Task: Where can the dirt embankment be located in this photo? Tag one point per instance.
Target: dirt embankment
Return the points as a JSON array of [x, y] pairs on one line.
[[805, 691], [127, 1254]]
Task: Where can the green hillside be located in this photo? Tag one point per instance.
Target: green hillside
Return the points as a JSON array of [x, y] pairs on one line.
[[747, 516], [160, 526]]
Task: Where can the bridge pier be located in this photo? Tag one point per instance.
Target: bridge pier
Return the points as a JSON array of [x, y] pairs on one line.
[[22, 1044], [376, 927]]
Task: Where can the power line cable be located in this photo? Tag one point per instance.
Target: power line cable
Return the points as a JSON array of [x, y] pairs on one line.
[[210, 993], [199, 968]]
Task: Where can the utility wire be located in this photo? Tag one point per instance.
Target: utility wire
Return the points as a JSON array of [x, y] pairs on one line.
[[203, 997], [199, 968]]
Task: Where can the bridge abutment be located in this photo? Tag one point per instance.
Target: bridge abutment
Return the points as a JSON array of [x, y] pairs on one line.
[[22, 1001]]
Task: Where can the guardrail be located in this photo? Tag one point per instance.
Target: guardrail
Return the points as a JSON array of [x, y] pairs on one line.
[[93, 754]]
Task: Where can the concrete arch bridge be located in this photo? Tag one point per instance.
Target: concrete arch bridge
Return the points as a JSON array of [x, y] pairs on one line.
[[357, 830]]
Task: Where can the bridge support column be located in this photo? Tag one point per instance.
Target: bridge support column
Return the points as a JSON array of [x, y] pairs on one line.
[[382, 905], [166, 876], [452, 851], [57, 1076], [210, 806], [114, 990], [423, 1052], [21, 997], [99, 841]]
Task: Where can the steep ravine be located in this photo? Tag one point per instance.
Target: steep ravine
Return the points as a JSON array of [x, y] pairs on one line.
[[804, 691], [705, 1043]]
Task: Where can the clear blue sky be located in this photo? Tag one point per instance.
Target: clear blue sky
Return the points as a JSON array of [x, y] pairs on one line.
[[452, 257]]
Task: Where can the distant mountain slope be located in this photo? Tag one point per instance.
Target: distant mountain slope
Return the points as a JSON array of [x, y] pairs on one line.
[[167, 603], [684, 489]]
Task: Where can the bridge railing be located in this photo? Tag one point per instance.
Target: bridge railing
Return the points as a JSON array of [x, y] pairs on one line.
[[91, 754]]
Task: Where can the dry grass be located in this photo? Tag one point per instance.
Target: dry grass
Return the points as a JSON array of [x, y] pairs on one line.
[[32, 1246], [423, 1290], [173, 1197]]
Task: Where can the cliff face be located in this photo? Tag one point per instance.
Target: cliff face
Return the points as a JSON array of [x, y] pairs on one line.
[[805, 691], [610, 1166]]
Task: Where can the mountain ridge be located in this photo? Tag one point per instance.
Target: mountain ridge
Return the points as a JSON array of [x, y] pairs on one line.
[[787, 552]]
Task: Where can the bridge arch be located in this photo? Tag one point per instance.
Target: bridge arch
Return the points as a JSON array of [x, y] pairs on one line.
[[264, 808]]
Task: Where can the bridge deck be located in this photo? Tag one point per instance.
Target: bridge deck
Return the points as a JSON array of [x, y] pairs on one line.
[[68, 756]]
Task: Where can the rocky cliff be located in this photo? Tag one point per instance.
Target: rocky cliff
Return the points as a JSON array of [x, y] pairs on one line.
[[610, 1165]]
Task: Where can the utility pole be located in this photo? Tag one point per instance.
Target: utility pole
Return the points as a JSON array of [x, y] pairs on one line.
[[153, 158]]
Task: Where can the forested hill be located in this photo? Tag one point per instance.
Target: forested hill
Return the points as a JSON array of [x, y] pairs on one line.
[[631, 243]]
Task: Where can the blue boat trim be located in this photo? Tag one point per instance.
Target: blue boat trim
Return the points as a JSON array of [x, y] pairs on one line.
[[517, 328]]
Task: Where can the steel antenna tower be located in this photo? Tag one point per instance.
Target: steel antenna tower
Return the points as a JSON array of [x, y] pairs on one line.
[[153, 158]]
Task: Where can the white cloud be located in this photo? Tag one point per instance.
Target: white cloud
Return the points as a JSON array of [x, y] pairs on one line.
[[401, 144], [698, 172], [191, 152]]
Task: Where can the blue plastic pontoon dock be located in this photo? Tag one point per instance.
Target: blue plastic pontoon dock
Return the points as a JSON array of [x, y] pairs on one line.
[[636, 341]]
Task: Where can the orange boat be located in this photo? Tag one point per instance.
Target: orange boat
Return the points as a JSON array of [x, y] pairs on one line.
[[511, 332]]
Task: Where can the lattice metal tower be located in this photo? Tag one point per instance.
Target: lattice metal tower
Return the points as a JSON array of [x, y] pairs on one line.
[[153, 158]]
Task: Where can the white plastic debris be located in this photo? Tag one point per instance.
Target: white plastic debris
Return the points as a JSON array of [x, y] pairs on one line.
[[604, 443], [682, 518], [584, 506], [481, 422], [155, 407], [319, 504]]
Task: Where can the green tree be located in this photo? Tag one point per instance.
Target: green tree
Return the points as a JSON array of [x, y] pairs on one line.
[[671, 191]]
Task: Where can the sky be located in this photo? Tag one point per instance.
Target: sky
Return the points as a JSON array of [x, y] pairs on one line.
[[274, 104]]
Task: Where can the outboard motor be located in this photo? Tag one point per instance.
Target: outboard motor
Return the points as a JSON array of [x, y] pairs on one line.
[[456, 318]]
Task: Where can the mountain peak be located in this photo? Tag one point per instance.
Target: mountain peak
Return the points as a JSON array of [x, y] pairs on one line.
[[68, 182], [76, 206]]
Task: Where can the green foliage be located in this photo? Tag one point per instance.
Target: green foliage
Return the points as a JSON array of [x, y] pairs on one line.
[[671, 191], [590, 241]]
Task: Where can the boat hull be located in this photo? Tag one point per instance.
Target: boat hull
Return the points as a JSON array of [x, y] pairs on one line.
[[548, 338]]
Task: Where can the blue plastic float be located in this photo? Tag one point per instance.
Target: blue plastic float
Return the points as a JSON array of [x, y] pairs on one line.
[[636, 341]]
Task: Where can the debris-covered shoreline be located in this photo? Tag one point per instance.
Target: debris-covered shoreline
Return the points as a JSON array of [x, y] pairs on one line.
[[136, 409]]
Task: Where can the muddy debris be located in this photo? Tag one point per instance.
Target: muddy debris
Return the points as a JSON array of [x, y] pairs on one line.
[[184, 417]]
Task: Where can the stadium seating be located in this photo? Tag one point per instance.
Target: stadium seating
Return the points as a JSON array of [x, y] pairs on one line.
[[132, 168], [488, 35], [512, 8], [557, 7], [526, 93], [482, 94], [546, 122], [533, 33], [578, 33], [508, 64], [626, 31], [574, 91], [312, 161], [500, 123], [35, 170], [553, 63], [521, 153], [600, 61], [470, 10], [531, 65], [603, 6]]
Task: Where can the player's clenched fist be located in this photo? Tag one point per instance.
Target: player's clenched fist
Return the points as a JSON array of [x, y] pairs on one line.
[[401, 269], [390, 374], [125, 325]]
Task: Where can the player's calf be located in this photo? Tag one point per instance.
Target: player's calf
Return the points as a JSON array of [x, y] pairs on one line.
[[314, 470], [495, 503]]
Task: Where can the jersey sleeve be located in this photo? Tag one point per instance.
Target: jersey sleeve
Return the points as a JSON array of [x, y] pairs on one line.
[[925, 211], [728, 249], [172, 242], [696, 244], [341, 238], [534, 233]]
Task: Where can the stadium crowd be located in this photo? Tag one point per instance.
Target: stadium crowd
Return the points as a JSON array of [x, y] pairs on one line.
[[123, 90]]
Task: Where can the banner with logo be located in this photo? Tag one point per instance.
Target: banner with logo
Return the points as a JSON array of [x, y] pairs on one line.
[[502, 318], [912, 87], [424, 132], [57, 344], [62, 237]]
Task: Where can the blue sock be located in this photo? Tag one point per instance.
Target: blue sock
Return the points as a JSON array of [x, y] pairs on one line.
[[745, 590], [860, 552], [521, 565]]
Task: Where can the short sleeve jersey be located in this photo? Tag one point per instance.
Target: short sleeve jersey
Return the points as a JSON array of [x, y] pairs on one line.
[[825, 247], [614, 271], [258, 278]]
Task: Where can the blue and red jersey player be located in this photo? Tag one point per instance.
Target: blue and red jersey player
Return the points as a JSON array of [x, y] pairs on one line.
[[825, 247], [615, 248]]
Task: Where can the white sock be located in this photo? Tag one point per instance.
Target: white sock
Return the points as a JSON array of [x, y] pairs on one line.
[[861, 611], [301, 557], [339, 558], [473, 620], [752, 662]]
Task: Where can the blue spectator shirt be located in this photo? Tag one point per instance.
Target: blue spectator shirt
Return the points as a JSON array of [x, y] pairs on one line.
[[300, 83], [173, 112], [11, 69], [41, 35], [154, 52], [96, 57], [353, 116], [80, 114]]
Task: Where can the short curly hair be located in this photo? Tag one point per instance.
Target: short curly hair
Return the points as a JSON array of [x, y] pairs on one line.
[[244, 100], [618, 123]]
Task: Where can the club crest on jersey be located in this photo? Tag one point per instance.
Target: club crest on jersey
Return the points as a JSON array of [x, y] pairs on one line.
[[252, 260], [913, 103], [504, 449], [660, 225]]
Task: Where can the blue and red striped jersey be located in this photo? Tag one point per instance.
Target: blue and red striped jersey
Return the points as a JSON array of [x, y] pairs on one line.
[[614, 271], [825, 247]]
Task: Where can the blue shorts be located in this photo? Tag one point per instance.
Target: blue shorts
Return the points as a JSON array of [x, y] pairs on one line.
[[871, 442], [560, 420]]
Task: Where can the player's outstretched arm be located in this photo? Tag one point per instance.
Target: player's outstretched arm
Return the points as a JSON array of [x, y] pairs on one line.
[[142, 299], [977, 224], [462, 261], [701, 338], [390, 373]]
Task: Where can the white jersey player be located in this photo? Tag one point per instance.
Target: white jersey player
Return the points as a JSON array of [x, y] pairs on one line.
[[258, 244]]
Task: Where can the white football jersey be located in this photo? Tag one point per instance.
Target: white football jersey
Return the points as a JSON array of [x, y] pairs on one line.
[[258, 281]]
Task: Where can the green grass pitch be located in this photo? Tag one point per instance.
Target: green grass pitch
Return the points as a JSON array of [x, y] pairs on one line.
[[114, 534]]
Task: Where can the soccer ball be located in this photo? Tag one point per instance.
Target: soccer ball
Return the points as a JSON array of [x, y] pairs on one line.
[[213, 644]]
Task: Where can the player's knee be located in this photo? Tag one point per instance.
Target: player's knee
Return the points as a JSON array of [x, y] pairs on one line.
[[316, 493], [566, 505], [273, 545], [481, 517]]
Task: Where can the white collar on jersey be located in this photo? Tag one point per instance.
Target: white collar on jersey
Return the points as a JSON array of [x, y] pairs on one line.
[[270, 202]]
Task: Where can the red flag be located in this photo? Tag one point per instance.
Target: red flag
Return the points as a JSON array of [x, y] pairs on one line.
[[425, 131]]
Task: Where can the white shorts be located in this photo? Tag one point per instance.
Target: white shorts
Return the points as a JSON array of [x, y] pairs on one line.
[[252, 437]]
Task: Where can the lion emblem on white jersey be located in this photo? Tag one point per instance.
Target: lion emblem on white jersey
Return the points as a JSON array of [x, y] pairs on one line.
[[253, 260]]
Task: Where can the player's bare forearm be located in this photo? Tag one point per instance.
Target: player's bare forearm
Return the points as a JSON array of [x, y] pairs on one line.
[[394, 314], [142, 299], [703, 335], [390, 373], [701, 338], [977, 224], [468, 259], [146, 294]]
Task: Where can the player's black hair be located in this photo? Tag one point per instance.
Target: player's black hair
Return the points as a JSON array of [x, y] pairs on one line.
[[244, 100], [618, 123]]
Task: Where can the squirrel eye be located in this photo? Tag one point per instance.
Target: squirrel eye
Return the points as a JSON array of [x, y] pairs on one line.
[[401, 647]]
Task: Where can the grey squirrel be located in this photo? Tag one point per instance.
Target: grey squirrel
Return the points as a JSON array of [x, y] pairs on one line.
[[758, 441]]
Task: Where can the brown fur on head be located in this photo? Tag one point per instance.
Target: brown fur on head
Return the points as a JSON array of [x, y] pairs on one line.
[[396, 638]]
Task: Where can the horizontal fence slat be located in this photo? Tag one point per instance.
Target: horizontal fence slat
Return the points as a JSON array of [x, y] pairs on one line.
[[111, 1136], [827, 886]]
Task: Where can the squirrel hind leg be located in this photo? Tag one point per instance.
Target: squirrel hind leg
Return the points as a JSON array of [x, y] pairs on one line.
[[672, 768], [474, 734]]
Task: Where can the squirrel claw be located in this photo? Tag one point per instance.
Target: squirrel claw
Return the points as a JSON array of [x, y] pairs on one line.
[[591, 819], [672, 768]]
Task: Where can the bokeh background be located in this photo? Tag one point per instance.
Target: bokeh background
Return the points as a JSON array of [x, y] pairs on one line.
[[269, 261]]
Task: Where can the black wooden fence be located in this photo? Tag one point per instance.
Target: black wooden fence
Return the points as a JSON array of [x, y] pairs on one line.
■ ■ ■ ■ ■ ■ ■
TASK PROMPT:
Please copy the rows above word for word, beginning at the line that contains "Task: Where can the grey" and stopping after the line that contains "[[758, 441]]".

RESPONSE FOR THIS EXERCISE:
Task: Where can the grey squirrel be located in this photo? Tag one point per instance.
Target: grey squirrel
Return the points as a JSON array of [x, y] pairs on one line.
[[758, 441]]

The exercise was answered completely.